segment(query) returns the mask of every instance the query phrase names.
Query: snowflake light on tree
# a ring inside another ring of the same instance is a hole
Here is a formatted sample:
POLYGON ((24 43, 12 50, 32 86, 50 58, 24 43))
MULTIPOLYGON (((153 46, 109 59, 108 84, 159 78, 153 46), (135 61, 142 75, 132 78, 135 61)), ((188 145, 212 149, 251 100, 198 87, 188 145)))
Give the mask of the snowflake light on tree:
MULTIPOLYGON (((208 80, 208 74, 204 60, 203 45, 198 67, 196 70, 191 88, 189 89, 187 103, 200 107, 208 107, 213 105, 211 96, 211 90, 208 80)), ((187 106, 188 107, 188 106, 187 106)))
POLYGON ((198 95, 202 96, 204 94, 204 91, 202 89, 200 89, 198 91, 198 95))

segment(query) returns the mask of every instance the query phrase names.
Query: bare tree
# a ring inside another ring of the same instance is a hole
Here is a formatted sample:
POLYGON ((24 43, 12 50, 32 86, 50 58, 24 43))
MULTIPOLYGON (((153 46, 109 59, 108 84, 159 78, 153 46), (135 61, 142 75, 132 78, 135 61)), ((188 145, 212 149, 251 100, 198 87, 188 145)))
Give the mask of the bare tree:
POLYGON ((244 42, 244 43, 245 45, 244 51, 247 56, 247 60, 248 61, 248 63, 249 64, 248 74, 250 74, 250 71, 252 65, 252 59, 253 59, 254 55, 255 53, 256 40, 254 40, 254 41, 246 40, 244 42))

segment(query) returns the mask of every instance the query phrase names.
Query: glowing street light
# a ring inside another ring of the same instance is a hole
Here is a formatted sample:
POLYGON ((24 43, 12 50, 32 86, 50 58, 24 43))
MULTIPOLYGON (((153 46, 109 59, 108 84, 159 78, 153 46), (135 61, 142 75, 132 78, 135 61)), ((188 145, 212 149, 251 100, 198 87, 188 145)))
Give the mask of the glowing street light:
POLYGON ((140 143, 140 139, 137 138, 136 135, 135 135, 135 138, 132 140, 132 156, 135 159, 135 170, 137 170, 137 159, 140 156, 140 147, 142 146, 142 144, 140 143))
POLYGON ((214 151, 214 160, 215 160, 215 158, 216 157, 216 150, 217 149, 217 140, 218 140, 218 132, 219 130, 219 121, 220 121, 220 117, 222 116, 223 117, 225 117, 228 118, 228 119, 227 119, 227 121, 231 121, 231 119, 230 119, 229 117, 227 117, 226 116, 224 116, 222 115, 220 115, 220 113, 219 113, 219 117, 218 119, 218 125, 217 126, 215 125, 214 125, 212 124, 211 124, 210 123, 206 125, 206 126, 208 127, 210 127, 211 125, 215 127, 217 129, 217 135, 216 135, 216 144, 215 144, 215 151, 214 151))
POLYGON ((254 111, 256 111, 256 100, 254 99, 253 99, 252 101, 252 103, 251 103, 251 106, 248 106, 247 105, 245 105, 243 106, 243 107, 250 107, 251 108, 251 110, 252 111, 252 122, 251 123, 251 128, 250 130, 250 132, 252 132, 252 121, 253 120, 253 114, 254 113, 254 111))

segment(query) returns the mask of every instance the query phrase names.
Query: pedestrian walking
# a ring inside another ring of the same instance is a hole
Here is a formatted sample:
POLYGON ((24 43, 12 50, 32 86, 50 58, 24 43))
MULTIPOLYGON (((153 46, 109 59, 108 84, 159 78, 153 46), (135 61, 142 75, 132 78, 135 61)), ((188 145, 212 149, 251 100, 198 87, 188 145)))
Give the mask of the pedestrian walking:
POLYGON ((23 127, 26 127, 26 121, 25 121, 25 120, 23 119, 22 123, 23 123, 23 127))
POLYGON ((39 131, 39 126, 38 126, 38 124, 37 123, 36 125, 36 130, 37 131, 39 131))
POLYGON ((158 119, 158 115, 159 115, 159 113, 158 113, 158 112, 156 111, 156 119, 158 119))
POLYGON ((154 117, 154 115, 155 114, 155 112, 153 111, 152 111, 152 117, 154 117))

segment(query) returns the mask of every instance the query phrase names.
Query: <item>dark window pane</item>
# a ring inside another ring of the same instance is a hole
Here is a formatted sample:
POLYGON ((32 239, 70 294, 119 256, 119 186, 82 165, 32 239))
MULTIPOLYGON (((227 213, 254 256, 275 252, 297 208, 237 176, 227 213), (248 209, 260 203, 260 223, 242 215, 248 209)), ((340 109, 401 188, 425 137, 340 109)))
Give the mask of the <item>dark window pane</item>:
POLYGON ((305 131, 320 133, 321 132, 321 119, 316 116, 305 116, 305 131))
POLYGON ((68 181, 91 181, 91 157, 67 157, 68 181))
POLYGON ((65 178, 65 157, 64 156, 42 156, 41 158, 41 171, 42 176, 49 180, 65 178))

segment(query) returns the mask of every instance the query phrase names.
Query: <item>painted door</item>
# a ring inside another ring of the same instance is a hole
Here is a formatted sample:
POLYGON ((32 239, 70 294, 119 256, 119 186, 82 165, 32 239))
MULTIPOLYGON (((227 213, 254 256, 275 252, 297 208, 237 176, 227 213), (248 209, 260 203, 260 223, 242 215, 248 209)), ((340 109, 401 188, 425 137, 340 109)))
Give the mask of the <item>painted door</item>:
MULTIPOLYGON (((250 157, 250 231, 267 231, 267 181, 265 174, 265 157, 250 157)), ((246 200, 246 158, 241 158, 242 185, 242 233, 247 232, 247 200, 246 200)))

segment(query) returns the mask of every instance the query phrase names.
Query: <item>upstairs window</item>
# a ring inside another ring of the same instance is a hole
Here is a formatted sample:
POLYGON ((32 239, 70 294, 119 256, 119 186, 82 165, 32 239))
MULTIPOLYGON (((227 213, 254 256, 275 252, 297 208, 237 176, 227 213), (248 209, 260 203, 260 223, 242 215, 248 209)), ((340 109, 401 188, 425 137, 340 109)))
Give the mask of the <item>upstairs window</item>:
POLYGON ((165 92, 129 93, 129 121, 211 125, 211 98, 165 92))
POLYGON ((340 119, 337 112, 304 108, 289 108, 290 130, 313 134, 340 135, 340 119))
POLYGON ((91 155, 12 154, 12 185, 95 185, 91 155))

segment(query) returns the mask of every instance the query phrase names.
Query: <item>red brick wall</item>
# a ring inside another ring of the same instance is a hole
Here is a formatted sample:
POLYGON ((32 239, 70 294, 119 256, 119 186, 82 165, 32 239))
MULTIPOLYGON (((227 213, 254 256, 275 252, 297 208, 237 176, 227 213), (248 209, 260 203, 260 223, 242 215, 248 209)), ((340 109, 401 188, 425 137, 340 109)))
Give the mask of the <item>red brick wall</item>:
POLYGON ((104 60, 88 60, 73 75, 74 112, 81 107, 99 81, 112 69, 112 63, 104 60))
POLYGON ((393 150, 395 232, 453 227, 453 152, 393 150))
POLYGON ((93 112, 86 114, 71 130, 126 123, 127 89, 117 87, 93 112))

*-*-*

» Required task: From the data above, extract every line in its exact form.

» Correct answer:
segment(query) returns the mask of every instance the query phrase names.
Query: snowflake light on tree
# a ring inside another ring of the same instance is a hole
Here is a formatted sample:
POLYGON ((24 43, 12 50, 32 86, 50 58, 24 43))
MULTIPOLYGON (((153 46, 109 59, 108 84, 159 78, 153 46), (135 61, 142 75, 132 78, 135 61)), ((188 145, 212 149, 251 100, 198 87, 188 145)))
Give the mask of the snowflake light on tree:
MULTIPOLYGON (((208 80, 208 74, 204 60, 203 45, 198 67, 196 70, 191 88, 189 89, 187 103, 200 107, 208 107, 213 105, 211 96, 211 90, 208 80)), ((187 106, 188 107, 188 106, 187 106)))
POLYGON ((198 95, 202 96, 204 94, 204 91, 202 89, 200 89, 198 91, 198 95))

segment(query) returns the mask of every instance the query phrase names.
Query: bare tree
# a ring inside another ring of the same instance is a hole
Here is a formatted sample:
POLYGON ((24 43, 12 50, 32 86, 50 58, 24 43))
MULTIPOLYGON (((153 46, 109 59, 108 84, 159 78, 153 46), (135 61, 142 75, 132 78, 135 61)), ((188 145, 212 149, 251 100, 198 87, 188 145)))
Give the mask of the bare tree:
POLYGON ((244 42, 244 43, 245 45, 244 51, 247 56, 247 60, 248 61, 248 63, 249 64, 248 74, 250 74, 250 71, 252 65, 252 59, 253 59, 254 55, 255 53, 256 40, 254 40, 254 41, 246 40, 244 42))

segment(query) returns the mask of every instance the query phrase names.
Query: glowing street light
# a ring inside another ring of the same instance is a hole
Here is a formatted sample:
POLYGON ((24 43, 12 50, 32 86, 50 58, 24 43))
MULTIPOLYGON (((153 46, 109 59, 108 84, 159 78, 153 46), (135 61, 142 75, 132 78, 135 61)), ((188 145, 212 149, 251 100, 198 87, 188 145)))
Give the mask of the glowing street light:
POLYGON ((140 143, 140 139, 137 138, 136 135, 135 135, 135 138, 132 140, 132 156, 135 159, 135 170, 137 170, 137 159, 140 156, 140 147, 142 146, 142 144, 140 143))
POLYGON ((214 151, 214 160, 215 160, 215 158, 216 157, 216 150, 217 149, 217 140, 218 140, 218 132, 219 130, 219 121, 220 121, 220 117, 222 116, 223 117, 225 117, 228 118, 228 119, 227 119, 227 121, 231 121, 231 119, 230 119, 229 117, 227 117, 226 116, 224 116, 222 115, 220 115, 220 113, 219 113, 219 117, 218 119, 218 125, 217 126, 215 125, 214 125, 212 124, 211 124, 210 123, 206 125, 206 126, 208 127, 210 127, 211 125, 215 127, 217 129, 217 135, 216 135, 216 144, 215 144, 215 151, 214 151))
POLYGON ((254 111, 256 111, 256 100, 254 99, 253 99, 252 101, 252 103, 251 103, 251 106, 248 106, 247 105, 245 105, 243 106, 243 107, 250 107, 251 108, 251 110, 252 111, 252 122, 251 123, 251 128, 250 130, 250 132, 252 132, 252 121, 253 120, 253 114, 254 113, 254 111))

segment(query) returns the mask of every instance the query phrase names.
Query: pedestrian walking
# a ring inside another ring of the same instance is a hole
Here is a formatted sample:
POLYGON ((24 43, 12 50, 32 86, 50 58, 24 43))
MULTIPOLYGON (((153 46, 109 59, 108 84, 159 78, 153 46), (135 61, 142 75, 132 78, 135 61)), ((188 145, 212 149, 251 100, 198 87, 188 145)))
Give the mask of the pedestrian walking:
POLYGON ((23 127, 26 127, 26 121, 25 121, 25 120, 23 119, 22 123, 23 123, 23 127))
POLYGON ((39 131, 39 126, 38 126, 38 124, 37 123, 36 125, 36 130, 37 131, 39 131))
POLYGON ((158 119, 158 115, 159 115, 159 113, 158 113, 158 112, 156 111, 156 119, 158 119))
POLYGON ((154 117, 154 115, 155 114, 155 112, 153 111, 152 111, 152 117, 154 117))

segment(query) returns the mask of every instance the query phrase names.
Query: <item>dark window pane</item>
# a ring inside another ring of the same instance is a hole
Here is a formatted sample:
POLYGON ((32 239, 70 294, 119 256, 119 186, 82 165, 32 239))
MULTIPOLYGON (((227 213, 254 256, 275 252, 297 208, 237 176, 227 213), (248 209, 260 203, 260 223, 242 215, 248 209)), ((340 109, 401 188, 425 137, 340 109)))
Give the mask of the <item>dark window pane</item>:
POLYGON ((305 131, 320 133, 321 132, 321 119, 316 116, 305 116, 305 131))
POLYGON ((68 181, 91 181, 91 157, 67 157, 68 181))
POLYGON ((65 178, 65 157, 64 156, 42 156, 41 158, 41 171, 42 176, 49 180, 65 178))

segment(query) returns the mask of every instance the query phrase names.
Query: <item>painted door</item>
# a ring inside another ring of the same instance is a hole
Here is a formatted sample:
POLYGON ((32 239, 70 294, 119 256, 119 186, 82 165, 32 239))
MULTIPOLYGON (((227 213, 254 256, 275 252, 297 208, 237 176, 227 213), (248 209, 260 203, 260 223, 242 215, 248 209)), ((340 109, 401 188, 425 137, 340 109)))
Give the mask of the <item>painted door</item>:
MULTIPOLYGON (((250 157, 250 231, 267 231, 267 181, 265 174, 265 157, 250 157)), ((246 200, 246 158, 241 158, 242 185, 242 233, 247 232, 247 200, 246 200)))

segment(query) returns the mask of every instance the query phrase names.
Query: <item>upstairs window</item>
# a ring inside another ring of the same instance is a hole
Here is a formatted sample:
POLYGON ((32 239, 70 294, 119 256, 119 186, 82 165, 32 239))
MULTIPOLYGON (((227 213, 254 256, 275 252, 297 208, 237 176, 227 213), (248 209, 260 203, 260 223, 242 215, 248 209)), ((340 109, 401 188, 425 137, 340 109)))
Give the mask of the <item>upstairs window</item>:
POLYGON ((165 92, 129 93, 129 121, 211 125, 211 98, 165 92))
POLYGON ((340 119, 337 112, 304 108, 289 108, 290 130, 313 134, 340 135, 340 119))
POLYGON ((91 155, 12 154, 12 185, 95 185, 91 155))

segment(query) returns the mask of every instance the query phrase names.
Query: <item>red brick wall</item>
# a ring inside another ring of the same instance is a hole
Here is a formatted sample:
POLYGON ((32 239, 70 294, 119 256, 119 186, 82 165, 32 239))
MULTIPOLYGON (((227 213, 254 256, 275 252, 297 208, 237 176, 227 213), (248 209, 260 203, 260 223, 242 215, 248 209)), ((340 109, 401 188, 425 137, 340 109)))
Give the mask of the <item>red brick wall</item>:
POLYGON ((104 60, 88 60, 73 75, 74 112, 81 107, 99 81, 112 69, 112 63, 104 60))
POLYGON ((393 150, 395 232, 453 227, 453 152, 393 150))
POLYGON ((93 112, 86 114, 71 130, 126 123, 127 89, 117 87, 93 112))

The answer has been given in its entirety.